任务目标 1: 请从正文中摘录从“2. 1 metric-server简介”到“自定义指标使用需要借助Prometheus实现。”的这一段，原文照录，不作改动。

正文:
2. metric-server架构和安装 #

2. 1 metric-server简介 #

Metrics Server is a cluster-wide aggregator of resource usage data. Resource metrics are used by components like kubectl top and the Horizontal Pod Autoscaler to scale workloads. To autoscale based upon a custom metric, you need to use the Prometheus Adapter Metric-server是一个集群级别的资源指标收集器，用于收集资源指标数据

提供基础资源如CPU、内存监控接口查询；
接口通过 Kubernetes aggregator注册到kube-apiserver中；
对外通过Metric API暴露给外部访问；
自定义指标使用需要借助Prometheus实现。

数据部分:
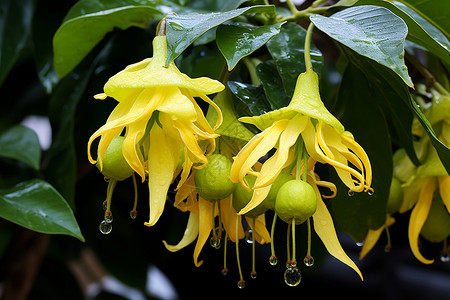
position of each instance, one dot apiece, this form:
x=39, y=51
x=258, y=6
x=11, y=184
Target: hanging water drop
x=105, y=227
x=108, y=217
x=273, y=260
x=215, y=242
x=249, y=236
x=241, y=284
x=292, y=276
x=308, y=261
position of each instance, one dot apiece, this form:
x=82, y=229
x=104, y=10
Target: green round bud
x=213, y=181
x=114, y=164
x=296, y=199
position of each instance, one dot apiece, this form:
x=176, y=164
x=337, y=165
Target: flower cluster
x=422, y=190
x=159, y=132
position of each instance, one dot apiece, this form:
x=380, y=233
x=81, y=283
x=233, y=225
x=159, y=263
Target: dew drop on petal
x=273, y=260
x=108, y=218
x=241, y=284
x=308, y=261
x=249, y=236
x=105, y=227
x=292, y=276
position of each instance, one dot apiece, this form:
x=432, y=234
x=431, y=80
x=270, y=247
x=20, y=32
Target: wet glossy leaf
x=15, y=25
x=271, y=82
x=420, y=30
x=36, y=205
x=183, y=30
x=87, y=23
x=288, y=47
x=252, y=95
x=20, y=142
x=360, y=113
x=236, y=41
x=371, y=31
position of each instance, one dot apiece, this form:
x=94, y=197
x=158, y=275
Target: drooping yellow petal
x=444, y=190
x=418, y=216
x=324, y=227
x=205, y=227
x=260, y=231
x=190, y=234
x=162, y=161
x=266, y=144
x=274, y=165
x=372, y=238
x=229, y=220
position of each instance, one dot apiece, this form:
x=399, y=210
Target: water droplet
x=292, y=276
x=215, y=242
x=108, y=217
x=273, y=260
x=308, y=261
x=249, y=236
x=105, y=227
x=241, y=284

任务目标 2: 请重写数据部分里从开头到含有“x=159, y=132”的那一行为止的各数据行，首尾两行都包括在内，把其中的“one dot apiece”换成“one point each”，其余一律不变。只给出这些行，图片不要放进答案。

任务结果 1:
2. 1 metric-server简介 #

Metrics Server is a cluster-wide aggregator of resource usage data. Resource metrics are used by components like kubectl top and the Horizontal Pod Autoscaler to scale workloads. To autoscale based upon a custom metric, you need to use the Prometheus Adapter Metric-server是一个集群级别的资源指标收集器，用于收集资源指标数据

提供基础资源如CPU、内存监控接口查询；
接口通过 Kubernetes aggregator注册到kube-apiserver中；
对外通过Metric API暴露给外部访问；
自定义指标使用需要借助Prometheus实现。

任务结果 2:
position of each instance, one point each, this form:
x=39, y=51
x=258, y=6
x=11, y=184
Target: hanging water drop
x=105, y=227
x=108, y=217
x=273, y=260
x=215, y=242
x=249, y=236
x=241, y=284
x=292, y=276
x=308, y=261
position of each instance, one point each, this form:
x=82, y=229
x=104, y=10
Target: green round bud
x=213, y=181
x=114, y=164
x=296, y=199
position of each instance, one point each, this form:
x=176, y=164
x=337, y=165
Target: flower cluster
x=422, y=190
x=159, y=132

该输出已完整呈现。